## Task objective
Find each line in the listing below that contains the string "wall" and copy it out. Case counts.

## Records supplied
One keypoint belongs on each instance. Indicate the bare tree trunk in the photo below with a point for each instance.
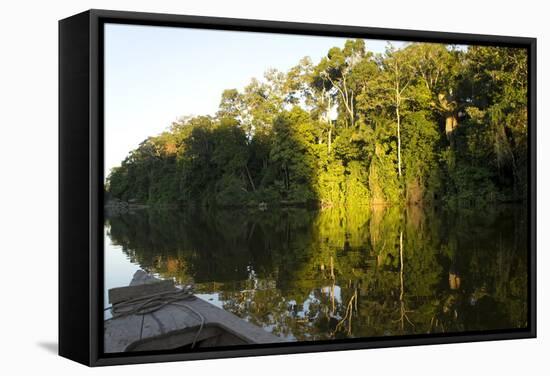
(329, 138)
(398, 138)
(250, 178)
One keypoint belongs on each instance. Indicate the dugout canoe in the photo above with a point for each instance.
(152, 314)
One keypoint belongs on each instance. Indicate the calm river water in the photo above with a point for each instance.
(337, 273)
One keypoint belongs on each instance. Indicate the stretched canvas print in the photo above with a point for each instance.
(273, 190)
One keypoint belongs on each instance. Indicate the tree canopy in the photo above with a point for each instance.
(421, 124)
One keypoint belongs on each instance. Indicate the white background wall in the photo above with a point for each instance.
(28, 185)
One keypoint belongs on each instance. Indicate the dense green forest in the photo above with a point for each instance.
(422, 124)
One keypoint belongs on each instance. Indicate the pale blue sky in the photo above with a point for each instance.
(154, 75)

...

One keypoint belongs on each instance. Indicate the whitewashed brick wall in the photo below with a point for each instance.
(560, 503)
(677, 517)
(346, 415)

## Written answer
One keypoint belongs on each instance. Indicate the white background wall in the photo above with a point for each instance.
One keypoint belongs on each instance. Indicate the whitewashed brick wall in the photo below with a point for each instance.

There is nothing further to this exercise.